[Listing of object locations]
______

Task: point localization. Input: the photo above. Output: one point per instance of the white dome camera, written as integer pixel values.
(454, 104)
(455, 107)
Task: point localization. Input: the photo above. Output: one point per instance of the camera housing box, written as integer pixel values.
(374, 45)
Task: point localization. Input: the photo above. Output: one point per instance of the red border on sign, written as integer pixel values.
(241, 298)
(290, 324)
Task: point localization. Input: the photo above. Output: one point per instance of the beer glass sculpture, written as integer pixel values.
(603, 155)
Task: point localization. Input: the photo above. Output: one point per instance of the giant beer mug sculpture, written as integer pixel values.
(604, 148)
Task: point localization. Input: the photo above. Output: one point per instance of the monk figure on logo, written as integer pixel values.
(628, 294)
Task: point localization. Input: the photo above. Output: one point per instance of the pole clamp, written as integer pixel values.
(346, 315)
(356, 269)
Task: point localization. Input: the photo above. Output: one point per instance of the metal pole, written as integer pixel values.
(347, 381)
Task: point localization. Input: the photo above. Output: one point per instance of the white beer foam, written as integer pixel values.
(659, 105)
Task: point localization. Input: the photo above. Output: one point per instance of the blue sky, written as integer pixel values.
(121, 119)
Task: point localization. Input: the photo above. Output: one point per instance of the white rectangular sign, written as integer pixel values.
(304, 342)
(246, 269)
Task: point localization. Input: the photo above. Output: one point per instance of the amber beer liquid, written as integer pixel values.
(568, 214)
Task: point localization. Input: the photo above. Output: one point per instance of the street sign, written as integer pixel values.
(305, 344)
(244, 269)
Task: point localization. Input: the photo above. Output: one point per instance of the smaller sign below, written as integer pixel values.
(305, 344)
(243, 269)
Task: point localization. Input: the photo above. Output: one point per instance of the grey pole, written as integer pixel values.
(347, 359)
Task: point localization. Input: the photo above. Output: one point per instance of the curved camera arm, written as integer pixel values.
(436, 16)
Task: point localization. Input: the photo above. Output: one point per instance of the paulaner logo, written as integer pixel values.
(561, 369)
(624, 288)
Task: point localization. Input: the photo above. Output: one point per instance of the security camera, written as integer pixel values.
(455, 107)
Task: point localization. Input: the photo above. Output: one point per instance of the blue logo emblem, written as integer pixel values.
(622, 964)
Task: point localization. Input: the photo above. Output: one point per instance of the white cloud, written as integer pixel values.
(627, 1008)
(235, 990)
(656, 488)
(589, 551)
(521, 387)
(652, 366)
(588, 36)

______

Please copy the lines of the listing from the line holding "cloud, written as integer pixel values." through the end of the listing, inclusive, and switch "white cloud" to "gray cloud" while keeping everything else unchanged.

Task: point localization. Input: the photo above. Output: one point per instance of the gray cloud, written as integer pixel values.
(627, 1008)
(235, 990)
(656, 488)
(589, 551)
(521, 387)
(652, 366)
(588, 36)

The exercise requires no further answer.